(Collected data entries)
____________________

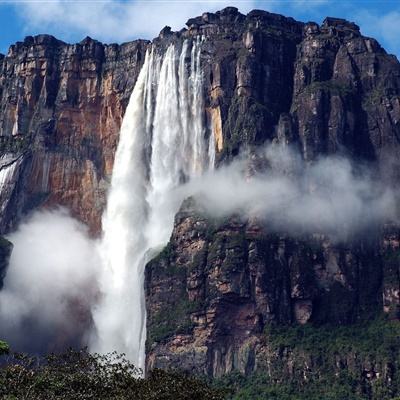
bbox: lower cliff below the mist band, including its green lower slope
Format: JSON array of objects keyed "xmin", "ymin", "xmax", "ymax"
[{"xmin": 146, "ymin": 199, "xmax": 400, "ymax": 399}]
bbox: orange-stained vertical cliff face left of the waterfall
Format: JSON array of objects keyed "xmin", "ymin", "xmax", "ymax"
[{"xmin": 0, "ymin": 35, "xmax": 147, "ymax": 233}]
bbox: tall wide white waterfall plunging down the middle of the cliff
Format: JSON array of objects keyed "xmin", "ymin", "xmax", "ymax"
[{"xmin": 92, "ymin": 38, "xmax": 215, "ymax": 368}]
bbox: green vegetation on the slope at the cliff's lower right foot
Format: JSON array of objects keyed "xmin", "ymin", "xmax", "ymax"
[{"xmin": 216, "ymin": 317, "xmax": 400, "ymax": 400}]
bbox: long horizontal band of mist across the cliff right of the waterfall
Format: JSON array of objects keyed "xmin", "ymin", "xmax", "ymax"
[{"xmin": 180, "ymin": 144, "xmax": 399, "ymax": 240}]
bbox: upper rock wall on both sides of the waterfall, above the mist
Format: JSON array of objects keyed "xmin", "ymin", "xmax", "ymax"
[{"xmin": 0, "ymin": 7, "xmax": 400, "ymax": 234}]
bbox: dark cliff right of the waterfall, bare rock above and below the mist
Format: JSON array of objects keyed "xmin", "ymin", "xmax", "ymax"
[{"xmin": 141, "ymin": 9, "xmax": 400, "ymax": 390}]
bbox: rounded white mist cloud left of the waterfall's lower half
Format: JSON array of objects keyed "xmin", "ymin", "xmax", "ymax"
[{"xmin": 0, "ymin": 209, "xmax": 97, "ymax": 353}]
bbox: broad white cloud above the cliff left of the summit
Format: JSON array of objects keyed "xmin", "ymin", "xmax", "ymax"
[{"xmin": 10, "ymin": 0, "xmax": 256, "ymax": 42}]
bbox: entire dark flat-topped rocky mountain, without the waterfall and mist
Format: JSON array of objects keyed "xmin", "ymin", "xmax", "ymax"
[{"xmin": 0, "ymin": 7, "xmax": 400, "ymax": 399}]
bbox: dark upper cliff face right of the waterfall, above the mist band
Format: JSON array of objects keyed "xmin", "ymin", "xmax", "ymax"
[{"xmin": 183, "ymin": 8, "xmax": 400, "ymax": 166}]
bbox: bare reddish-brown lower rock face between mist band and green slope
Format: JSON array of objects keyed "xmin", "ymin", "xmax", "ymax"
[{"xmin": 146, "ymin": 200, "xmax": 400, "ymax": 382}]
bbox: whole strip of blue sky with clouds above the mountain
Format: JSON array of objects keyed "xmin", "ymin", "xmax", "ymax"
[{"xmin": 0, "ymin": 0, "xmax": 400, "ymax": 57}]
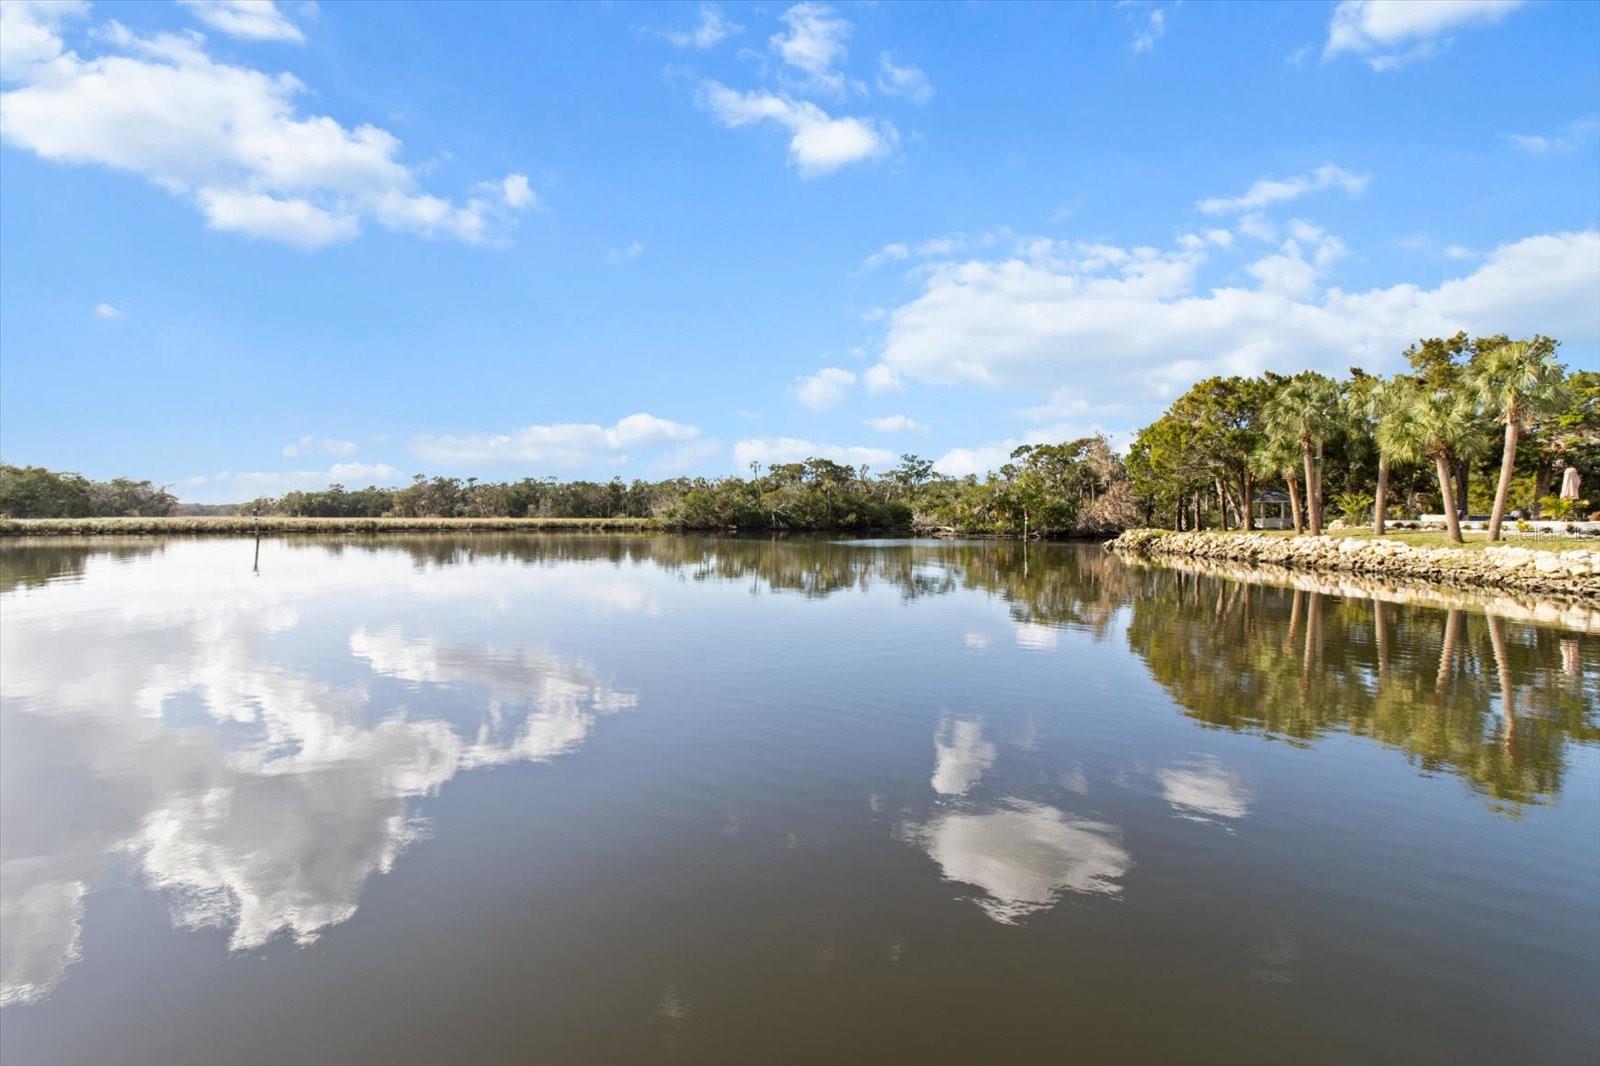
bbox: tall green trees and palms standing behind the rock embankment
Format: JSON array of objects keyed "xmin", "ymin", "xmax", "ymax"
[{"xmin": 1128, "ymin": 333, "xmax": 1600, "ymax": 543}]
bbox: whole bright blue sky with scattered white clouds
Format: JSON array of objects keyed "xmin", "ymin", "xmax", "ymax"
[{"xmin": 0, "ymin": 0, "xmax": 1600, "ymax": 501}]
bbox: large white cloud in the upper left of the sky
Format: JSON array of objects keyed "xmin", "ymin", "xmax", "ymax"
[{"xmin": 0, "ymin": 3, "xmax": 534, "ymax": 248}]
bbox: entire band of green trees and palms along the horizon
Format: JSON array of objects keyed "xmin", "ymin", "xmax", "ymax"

____________________

Return all the data exactly, and keep the pictures out.

_OUTPUT BELOW_
bbox: lower cliff below the mist band, including its green lower slope
Format: JSON array of objects keyed "xmin", "ymin", "xmax", "ymax"
[{"xmin": 146, "ymin": 199, "xmax": 400, "ymax": 399}]
bbox: orange-stained vertical cliff face left of the waterfall
Format: JSON array of objects keyed "xmin", "ymin", "xmax", "ymax"
[{"xmin": 0, "ymin": 35, "xmax": 147, "ymax": 233}]
bbox: tall wide white waterfall plunging down the middle of the cliff
Format: JSON array of objects keyed "xmin", "ymin", "xmax", "ymax"
[{"xmin": 92, "ymin": 38, "xmax": 215, "ymax": 368}]
bbox: green vegetation on the slope at the cliff's lower right foot
Format: JSON array of objects keyed "xmin", "ymin", "xmax", "ymax"
[{"xmin": 216, "ymin": 317, "xmax": 400, "ymax": 400}]
bbox: long horizontal band of mist across the cliff right of the waterfall
Format: JSON array of objects keyed "xmin", "ymin", "xmax", "ymax"
[{"xmin": 180, "ymin": 144, "xmax": 399, "ymax": 240}]
bbox: upper rock wall on both sides of the waterfall, above the mist
Format: JSON array of objects keyed "xmin", "ymin", "xmax", "ymax"
[{"xmin": 0, "ymin": 7, "xmax": 400, "ymax": 234}]
bbox: dark cliff right of the waterfall, bare rock above and below the mist
Format: JSON array of objects keyed "xmin", "ymin", "xmax", "ymax"
[{"xmin": 141, "ymin": 9, "xmax": 400, "ymax": 390}]
bbox: rounded white mist cloud left of the waterfall's lower half
Format: JSON array of objects keyed "xmin", "ymin", "xmax", "ymax"
[{"xmin": 0, "ymin": 209, "xmax": 97, "ymax": 353}]
bbox: broad white cloud above the cliff left of the summit
Format: JSON array of objects keyed "xmin", "ymin", "xmax", "ymax"
[{"xmin": 10, "ymin": 0, "xmax": 256, "ymax": 42}]
bbox: entire dark flat-topped rocky mountain, without the waterfall and mist
Format: JSON array of objects keyed "xmin", "ymin", "xmax", "ymax"
[{"xmin": 0, "ymin": 7, "xmax": 400, "ymax": 399}]
bbox: dark upper cliff face right of the waterfall, above the mist band
Format: JSON array of objects keyed "xmin", "ymin", "xmax", "ymax"
[{"xmin": 183, "ymin": 8, "xmax": 400, "ymax": 166}]
bbox: bare reddish-brown lower rock face between mist band and green slope
Format: JSON array of objects keyed "xmin", "ymin", "xmax", "ymax"
[{"xmin": 146, "ymin": 200, "xmax": 400, "ymax": 382}]
bbox: whole strip of blue sky with clouds above the mountain
Format: JSON array of objects keyed "xmin", "ymin", "xmax", "ymax"
[{"xmin": 0, "ymin": 0, "xmax": 400, "ymax": 57}]
bbox: tall green trees and palms standing behind the rock embankment
Format: JSON array of objects keyed "xmin", "ymin", "xmax", "ymax"
[{"xmin": 1128, "ymin": 333, "xmax": 1600, "ymax": 543}]
bbox: whole bright blue sky with scattered white clouds
Format: JSON array of objects keyed "xmin", "ymin", "xmax", "ymax"
[{"xmin": 0, "ymin": 0, "xmax": 1600, "ymax": 501}]
bbox: large white cloud in the upper left of the sky
Format: JSON array of objects keyed "xmin", "ymin", "xmax", "ymax"
[{"xmin": 0, "ymin": 3, "xmax": 534, "ymax": 248}]
bbox: entire band of green trees and palms along the horizon
Format: JSON array of objects keyed "xmin", "ymin", "xmax", "ymax"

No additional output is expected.